(Problem 1) In the passage about the CloudCT project, who leads the German team?
(Problem 2) Continue the passage about the CloudCT project past its final sentence.

(Document text)
The CloudCT project leaders. Photo: CloudCT The CloudCT project leaders. Photo: CloudCT

 

 

The interuniversity team is led on the Israeli side by Yoav Schechner, an expert in computer vision and computed tomography from the Technion-Israel Institute of Technology, and Ilan Koren, an expert in cloud and rain physics from the Weizmann Institute of Science. The German team leader is Klaus Schilling from Universität Würzburg, an expert in the field of small satellite formation technology.

 

The idea for the technology was inspired by 3D medical imaging, according to the researchers, and will be carried out much like a CT scan, simultaneously from many directions around and above the clouds. “We are using human health as guidance for the planet’s health,” Schechner said in a statement.

(Entries supplied)
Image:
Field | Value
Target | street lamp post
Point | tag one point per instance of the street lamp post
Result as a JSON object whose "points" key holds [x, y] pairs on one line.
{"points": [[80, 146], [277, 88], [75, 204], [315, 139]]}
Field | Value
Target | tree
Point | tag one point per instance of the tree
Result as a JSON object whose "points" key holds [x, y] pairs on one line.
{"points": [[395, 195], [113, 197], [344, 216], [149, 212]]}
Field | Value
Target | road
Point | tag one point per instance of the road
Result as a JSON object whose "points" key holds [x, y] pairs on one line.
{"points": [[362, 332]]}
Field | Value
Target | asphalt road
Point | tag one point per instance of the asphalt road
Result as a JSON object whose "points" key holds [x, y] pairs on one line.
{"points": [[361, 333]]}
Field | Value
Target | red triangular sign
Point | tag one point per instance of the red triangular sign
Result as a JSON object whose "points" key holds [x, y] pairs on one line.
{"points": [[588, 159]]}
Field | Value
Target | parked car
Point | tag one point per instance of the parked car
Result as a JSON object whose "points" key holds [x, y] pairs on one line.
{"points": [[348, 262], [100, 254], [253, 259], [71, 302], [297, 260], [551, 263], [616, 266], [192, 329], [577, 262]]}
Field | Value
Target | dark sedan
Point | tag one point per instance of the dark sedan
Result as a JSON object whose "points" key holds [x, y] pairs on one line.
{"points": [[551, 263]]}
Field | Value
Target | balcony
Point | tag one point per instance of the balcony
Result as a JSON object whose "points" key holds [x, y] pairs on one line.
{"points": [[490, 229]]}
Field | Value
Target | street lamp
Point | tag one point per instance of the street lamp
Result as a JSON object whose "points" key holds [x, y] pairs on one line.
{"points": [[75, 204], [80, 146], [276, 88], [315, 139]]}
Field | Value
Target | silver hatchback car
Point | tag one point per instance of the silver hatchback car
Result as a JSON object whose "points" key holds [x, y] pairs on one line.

(Written response 1) Klaus Schilling of Universität Würzburg leads the German team.

(Written response 2)
"Satellites study large cloud structures, but lack the resolution to observe small clouds,” said Koren in a statement. “Although they are small, such clouds temper the climate, on the one hand, and on the other, they may be very sensitive to climate change. That is why there is a critical need to measure these small clouds properly—to understand their nature and their interplay with changing environmental conditions."

 

 

The size of the satellites—each will weigh around 3 kg—and the precision required from such a multi-satellite system brings on new challenges in miniaturization, coordination, and autonomous reaction capabilities, made solvable by new innovations in software, Schilling said in a statement.

 

The team is hoping the satellites could help resolve some of the uncertainties that that limit current atmospheric modeling and climate prediction.